• PASSAGE PROVIDED
________________________
Tuesday, December 07, 2004

In Defense of the Blockbuster--A Topic for Booksellers

Dear Booksellers,

As everyone knows [except perhaps for the occasional aesthete, whose eyes (closed), nostrils (flared), and all other senses have been completely engaged these past several weeks in an attempt to gain a fuller appreciation of Proust's madeleine, or some other similarly all-consuming endeavor], today is Michael Crichton Day: the day that STATE OF FEAR, his new bijillion-copy instant-bestseller blockbuster thriller, goes on sale. Everywhere. In bookstores, big and small, chain and indie; in price clubs (Costco, Sam's...), mystery stores, drug stores, airports, news stands and pet shops all across America--perhaps even all around the world.

Popular as it is in blog-dom to bemoan cultural de-madeleinization, and book industry conglomeration, and brand proliferation, and literary marginalization, and animal exploitation for the purposes of a better facial lotion, is there any bookseller--


--is there ANY bookseller who is not glad, in a dollars-and-cents fashion, that today is Michael Crichton Day?

On one hand, there surely is no better example than Crichton of the shift in the industy's priorities--this is precisely the sort of book that gets the big push from today's publishers, inevitably (or so the argument goes) drawing resources away from other deserving titles. On the other hand, the presence of his new book in your store will, all by itself, draw 1 million percent more traffic into your store, today and in the weeks leading up to Christmas, than all the National Book Award nominees combined. And--in theory at least--some of those Crichton fans are going to take something else with them, too, as they wind their way to the cash register.
________________________
• DATA LISTING

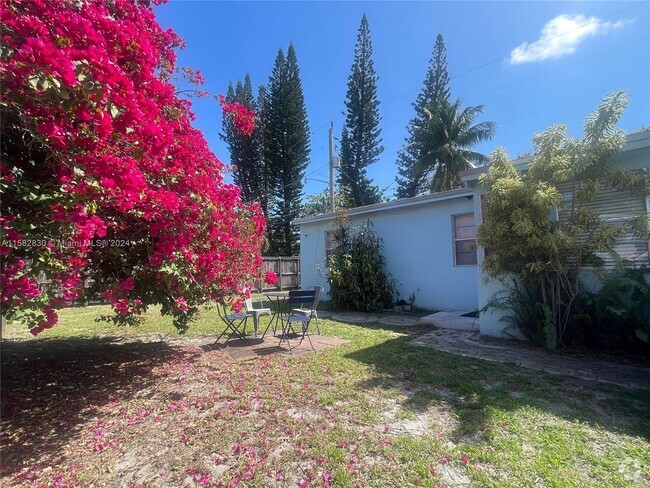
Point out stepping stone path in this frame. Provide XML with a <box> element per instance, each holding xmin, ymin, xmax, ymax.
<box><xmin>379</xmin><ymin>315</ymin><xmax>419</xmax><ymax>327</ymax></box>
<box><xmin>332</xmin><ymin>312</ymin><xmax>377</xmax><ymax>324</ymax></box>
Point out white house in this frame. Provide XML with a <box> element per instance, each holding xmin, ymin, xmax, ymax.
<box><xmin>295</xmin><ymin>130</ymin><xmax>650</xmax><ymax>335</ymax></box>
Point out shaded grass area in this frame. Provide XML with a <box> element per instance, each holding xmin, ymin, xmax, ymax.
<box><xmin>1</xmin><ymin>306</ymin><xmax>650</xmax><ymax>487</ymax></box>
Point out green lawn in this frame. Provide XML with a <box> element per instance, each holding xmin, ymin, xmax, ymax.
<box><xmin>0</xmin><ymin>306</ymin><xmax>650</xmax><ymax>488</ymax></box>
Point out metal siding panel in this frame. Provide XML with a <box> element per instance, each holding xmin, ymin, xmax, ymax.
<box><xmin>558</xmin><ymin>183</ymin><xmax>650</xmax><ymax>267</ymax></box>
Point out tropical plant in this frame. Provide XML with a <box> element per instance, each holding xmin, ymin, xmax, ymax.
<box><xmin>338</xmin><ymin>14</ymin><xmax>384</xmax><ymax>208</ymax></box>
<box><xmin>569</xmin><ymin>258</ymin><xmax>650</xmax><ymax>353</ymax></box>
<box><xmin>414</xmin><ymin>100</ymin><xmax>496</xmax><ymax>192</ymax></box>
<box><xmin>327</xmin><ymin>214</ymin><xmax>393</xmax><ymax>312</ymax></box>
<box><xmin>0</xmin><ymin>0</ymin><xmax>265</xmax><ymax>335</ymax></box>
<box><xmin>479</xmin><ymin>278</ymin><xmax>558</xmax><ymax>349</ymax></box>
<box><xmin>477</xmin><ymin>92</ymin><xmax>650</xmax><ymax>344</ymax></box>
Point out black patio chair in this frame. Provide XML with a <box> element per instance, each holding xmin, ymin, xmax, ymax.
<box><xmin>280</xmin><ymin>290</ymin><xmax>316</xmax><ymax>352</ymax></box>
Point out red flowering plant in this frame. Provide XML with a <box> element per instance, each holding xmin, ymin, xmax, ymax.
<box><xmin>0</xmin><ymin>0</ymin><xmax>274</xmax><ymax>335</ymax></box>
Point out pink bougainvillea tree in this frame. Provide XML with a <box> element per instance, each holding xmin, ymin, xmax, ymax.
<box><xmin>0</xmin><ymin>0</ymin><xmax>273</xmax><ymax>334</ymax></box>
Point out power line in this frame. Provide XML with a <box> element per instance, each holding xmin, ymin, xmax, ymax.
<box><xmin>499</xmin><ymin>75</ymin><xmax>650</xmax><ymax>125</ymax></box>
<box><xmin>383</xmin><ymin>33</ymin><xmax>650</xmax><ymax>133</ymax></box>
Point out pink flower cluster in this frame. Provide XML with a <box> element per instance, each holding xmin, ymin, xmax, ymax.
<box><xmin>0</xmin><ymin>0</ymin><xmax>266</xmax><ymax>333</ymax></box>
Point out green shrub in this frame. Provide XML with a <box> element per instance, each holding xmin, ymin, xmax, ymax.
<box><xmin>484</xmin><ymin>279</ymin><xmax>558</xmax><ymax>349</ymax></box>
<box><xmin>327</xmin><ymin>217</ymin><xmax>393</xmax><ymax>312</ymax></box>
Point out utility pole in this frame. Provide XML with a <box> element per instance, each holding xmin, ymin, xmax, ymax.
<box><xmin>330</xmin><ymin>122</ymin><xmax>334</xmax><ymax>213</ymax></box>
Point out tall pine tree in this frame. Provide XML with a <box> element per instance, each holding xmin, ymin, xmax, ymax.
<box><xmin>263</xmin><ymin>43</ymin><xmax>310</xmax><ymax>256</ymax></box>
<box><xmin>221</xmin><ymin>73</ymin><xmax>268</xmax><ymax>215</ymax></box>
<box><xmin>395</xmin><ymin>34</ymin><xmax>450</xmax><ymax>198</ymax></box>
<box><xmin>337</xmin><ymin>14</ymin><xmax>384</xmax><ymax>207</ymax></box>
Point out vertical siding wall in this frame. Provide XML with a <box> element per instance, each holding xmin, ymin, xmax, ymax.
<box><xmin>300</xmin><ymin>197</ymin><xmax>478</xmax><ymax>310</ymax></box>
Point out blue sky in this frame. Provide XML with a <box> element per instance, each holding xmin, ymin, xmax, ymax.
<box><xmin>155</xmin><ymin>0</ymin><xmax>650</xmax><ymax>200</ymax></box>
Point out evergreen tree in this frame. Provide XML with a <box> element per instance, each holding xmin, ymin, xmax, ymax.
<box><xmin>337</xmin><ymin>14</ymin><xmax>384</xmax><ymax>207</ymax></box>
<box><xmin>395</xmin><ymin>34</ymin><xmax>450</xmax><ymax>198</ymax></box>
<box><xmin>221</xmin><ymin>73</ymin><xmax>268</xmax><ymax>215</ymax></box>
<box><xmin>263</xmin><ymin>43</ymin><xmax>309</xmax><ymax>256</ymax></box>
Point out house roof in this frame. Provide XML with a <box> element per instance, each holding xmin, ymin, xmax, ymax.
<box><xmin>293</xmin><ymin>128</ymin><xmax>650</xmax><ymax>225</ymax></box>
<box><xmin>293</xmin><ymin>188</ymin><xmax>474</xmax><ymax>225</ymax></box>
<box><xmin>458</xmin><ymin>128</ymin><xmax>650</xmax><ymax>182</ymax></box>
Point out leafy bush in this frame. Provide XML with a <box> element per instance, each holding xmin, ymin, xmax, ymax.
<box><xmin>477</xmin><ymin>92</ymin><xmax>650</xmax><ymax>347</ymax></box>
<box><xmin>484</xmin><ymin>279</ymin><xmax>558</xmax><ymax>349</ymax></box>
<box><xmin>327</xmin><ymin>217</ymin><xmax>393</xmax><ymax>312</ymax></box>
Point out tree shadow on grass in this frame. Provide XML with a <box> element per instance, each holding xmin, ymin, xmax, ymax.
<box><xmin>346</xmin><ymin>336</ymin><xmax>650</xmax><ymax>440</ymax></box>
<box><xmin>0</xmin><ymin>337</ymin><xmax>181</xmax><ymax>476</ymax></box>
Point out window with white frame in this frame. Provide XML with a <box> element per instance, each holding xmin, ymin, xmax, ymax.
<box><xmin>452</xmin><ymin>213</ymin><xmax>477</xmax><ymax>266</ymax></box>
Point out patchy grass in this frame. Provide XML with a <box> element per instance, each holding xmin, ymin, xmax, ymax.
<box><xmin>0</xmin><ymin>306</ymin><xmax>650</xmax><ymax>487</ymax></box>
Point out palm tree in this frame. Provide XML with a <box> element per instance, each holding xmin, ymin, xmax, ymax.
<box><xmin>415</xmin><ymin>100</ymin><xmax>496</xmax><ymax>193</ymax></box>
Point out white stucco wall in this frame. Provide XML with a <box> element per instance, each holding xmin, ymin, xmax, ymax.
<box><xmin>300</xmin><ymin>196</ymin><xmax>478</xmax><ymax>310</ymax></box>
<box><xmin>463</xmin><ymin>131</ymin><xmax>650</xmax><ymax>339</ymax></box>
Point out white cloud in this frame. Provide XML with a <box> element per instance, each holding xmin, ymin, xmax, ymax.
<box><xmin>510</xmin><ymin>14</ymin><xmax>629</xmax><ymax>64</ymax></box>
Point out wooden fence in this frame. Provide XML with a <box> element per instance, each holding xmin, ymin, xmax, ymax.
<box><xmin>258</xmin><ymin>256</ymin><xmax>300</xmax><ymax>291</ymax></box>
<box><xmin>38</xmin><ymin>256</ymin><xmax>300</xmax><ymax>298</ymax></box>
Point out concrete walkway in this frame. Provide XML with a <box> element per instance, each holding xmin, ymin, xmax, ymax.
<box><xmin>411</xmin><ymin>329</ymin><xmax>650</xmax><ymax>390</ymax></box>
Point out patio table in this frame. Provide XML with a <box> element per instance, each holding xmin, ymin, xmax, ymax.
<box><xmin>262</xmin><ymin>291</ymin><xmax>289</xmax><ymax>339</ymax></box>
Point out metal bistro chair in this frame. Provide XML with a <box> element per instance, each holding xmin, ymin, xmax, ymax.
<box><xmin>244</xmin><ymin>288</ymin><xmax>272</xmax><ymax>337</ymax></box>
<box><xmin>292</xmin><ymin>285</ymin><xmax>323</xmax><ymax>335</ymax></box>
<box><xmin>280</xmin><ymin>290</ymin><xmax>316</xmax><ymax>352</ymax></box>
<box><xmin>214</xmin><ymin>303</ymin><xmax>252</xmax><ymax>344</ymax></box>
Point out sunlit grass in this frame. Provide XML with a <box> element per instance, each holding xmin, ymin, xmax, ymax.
________________________
• TASKS AND EXERCISES
1. In the letter on blockbusters, please write out the passage starting at "--is there ANY" and ending at "the cash register.", replacing "store" with "shop".
2. Answer from the letter on blockbusters:
(a) What date heads the letter?
(b) What is the title of Michael Crichton's new book?
(c) Which two price clubs are named as places selling it?
Use only the letter on blockbusters to answer, not the items.

• RESULTS OF THE EXERCISE
1.
--is there ANY bookseller who is not glad, in a dollars-and-cents fashion, that today is Michael Crichton Day?

On one hand, there surely is no better example than Crichton of the shift in the industy's priorities--this is precisely the sort of book that gets the big push from today's publishers, inevitably (or so the argument goes) drawing resources away from other deserving titles. On the other hand, the presence of his new book in your shop will, all by itself, draw 1 million percent more traffic into your shop, today and in the weeks leading up to Christmas, than all the National Book Award nominees combined. And--in theory at least--some of those Crichton fans are going to take something else with them, too, as they wind their way to the cash register.

2.
(a) Tuesday, December 07, 2004
(b) STATE OF FEAR
(c) Costco and Sam's